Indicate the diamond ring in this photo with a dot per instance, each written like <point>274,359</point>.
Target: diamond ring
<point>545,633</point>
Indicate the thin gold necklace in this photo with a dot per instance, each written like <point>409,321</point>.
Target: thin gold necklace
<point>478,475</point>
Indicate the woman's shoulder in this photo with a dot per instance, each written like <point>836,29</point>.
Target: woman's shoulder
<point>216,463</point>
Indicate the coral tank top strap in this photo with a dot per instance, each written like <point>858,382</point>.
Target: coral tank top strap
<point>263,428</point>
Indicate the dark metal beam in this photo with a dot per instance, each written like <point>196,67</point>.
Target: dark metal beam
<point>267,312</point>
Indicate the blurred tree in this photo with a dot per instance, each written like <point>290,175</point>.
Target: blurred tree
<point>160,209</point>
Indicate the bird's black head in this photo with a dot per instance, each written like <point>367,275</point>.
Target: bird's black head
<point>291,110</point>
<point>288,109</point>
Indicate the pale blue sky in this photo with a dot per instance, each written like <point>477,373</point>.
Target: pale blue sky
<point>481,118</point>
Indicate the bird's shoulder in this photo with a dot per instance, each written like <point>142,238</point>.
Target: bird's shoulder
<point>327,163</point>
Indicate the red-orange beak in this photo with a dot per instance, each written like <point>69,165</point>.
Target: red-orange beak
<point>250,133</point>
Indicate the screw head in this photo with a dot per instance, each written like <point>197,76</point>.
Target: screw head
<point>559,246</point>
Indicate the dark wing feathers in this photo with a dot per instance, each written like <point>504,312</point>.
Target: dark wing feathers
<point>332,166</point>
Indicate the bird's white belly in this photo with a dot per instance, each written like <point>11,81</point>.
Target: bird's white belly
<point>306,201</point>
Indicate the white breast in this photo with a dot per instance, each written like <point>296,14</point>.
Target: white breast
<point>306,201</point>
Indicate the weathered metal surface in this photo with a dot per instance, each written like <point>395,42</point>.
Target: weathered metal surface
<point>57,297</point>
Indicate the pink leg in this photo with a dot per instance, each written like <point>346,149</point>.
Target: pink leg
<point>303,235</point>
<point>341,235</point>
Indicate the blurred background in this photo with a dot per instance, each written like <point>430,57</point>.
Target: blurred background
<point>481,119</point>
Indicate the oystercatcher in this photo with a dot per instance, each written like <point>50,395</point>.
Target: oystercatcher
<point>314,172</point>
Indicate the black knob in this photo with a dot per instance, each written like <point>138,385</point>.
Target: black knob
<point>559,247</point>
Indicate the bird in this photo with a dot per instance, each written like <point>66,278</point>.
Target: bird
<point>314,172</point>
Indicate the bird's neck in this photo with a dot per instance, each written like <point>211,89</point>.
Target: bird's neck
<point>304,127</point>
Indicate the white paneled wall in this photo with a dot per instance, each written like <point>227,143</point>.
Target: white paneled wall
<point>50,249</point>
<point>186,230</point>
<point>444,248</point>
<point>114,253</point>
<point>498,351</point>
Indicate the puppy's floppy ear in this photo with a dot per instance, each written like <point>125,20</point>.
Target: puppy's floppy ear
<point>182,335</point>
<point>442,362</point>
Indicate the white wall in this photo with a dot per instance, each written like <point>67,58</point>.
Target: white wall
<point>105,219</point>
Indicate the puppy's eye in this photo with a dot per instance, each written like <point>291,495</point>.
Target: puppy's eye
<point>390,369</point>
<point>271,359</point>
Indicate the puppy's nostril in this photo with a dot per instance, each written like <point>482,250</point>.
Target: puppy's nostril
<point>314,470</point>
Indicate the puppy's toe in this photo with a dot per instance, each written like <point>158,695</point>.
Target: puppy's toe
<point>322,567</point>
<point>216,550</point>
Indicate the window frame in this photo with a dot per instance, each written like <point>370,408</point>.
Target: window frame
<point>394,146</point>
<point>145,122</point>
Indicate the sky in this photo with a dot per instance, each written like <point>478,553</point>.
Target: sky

PROBLEM TO WORK ON
Give back every entry above, complete and exact.

PROBLEM SOLUTION
Indicate the diamond ring in this photo with a dot per instance, each written like <point>274,359</point>.
Target: diamond ring
<point>545,633</point>
Indicate the thin gold necklace in this photo with a dot per instance, each written like <point>409,321</point>.
Target: thin gold necklace
<point>478,475</point>
Indicate the woman's shoulder in this photo with a dot per instance, each written like <point>836,29</point>.
Target: woman's shoulder
<point>216,463</point>
Indicate the coral tank top strap in this photo with a dot per instance, each written like <point>858,382</point>.
Target: coral tank top strap
<point>263,428</point>
Indicate the dark metal beam in this photo with a dot per instance, each written like <point>196,67</point>.
Target: dark metal beam
<point>267,312</point>
Indicate the blurred tree in this photo with a dot per instance, each written like <point>290,175</point>.
Target: blurred tree
<point>160,209</point>
Indicate the bird's black head in this photo with a dot per instance, each written like <point>367,275</point>.
Target: bird's black head
<point>291,110</point>
<point>288,109</point>
Indicate the pale blue sky in this photo with a dot per instance, each written like <point>477,373</point>.
Target: pale blue sky
<point>481,118</point>
Indicate the bird's shoulder in this photo with a dot per instance, each written like <point>142,238</point>.
Target: bird's shoulder
<point>327,163</point>
Indicate the red-orange beak in this photo with a dot per instance, each written like <point>69,165</point>.
Target: red-orange beak
<point>250,133</point>
Indicate the screw head in this photo with a dot per instance, each written like <point>197,76</point>.
Target: screw head
<point>559,246</point>
Indicate the dark wing feathers in this photo with a dot per instance, each written like <point>504,312</point>.
Target: dark wing feathers
<point>332,166</point>
Indicate the bird's white belly in this photo with a dot per instance, each written like <point>11,81</point>.
Target: bird's white belly
<point>306,201</point>
Indicate the white breast in this photo with a dot per instance, each written like <point>296,14</point>.
Target: white breast
<point>306,201</point>
Indicate the weathered metal surface in this photo with a dot per instance, each written like <point>395,42</point>.
Target: weathered metal surface
<point>57,297</point>
Indicate the pink leg in this photo with a dot per instance, each written like <point>346,149</point>.
Target: pink leg
<point>303,235</point>
<point>341,235</point>
Indicate the blurred background in this photo with a dot per instance, each written like <point>430,57</point>.
Target: blurred background
<point>481,119</point>
Indicate the oystercatcher in this photo with a dot per instance, each written like <point>50,395</point>.
Target: oystercatcher
<point>314,172</point>
Indicate the black knob in this photo with a dot per instance, each written like <point>138,385</point>.
Target: black knob
<point>559,247</point>
Indicate the bird in this photo with a dot per instance, each written like <point>66,278</point>.
Target: bird
<point>314,172</point>
Indicate the bird's neck in this photo with a dot per instance, each written like <point>211,89</point>.
Target: bird's neck
<point>304,127</point>
Indicate the white paneled wall in this photo with a dot per instance, each written like <point>227,143</point>.
Target: white paneled wall
<point>50,249</point>
<point>186,230</point>
<point>444,248</point>
<point>114,253</point>
<point>498,351</point>
Indicate the puppy's floppy ear in this photo with a dot per instance, each written like <point>125,20</point>.
Target: puppy's floppy ear
<point>182,335</point>
<point>442,362</point>
Indicate the white wall in this photo with a dot per instance, each written like <point>67,58</point>.
Target: white wall
<point>105,219</point>
Indicate the puppy's eye in this photo with a dot per instance, each written like <point>291,495</point>.
Target: puppy's eye
<point>390,369</point>
<point>271,359</point>
Indicate the puppy's nostril in this photo with a dot per instance, each written like <point>482,250</point>.
Target: puppy's nostril
<point>314,470</point>
Indicate the puppy's toe in this photo with a dot per instance, each written like <point>158,695</point>.
Target: puppy's toe
<point>322,567</point>
<point>216,550</point>
Indicate the window frame in this photo with a dot per instance, each written like <point>370,408</point>.
Target: window frame
<point>394,146</point>
<point>145,122</point>
Indicate the sky in this photo with a dot per instance, each written like <point>478,553</point>.
Target: sky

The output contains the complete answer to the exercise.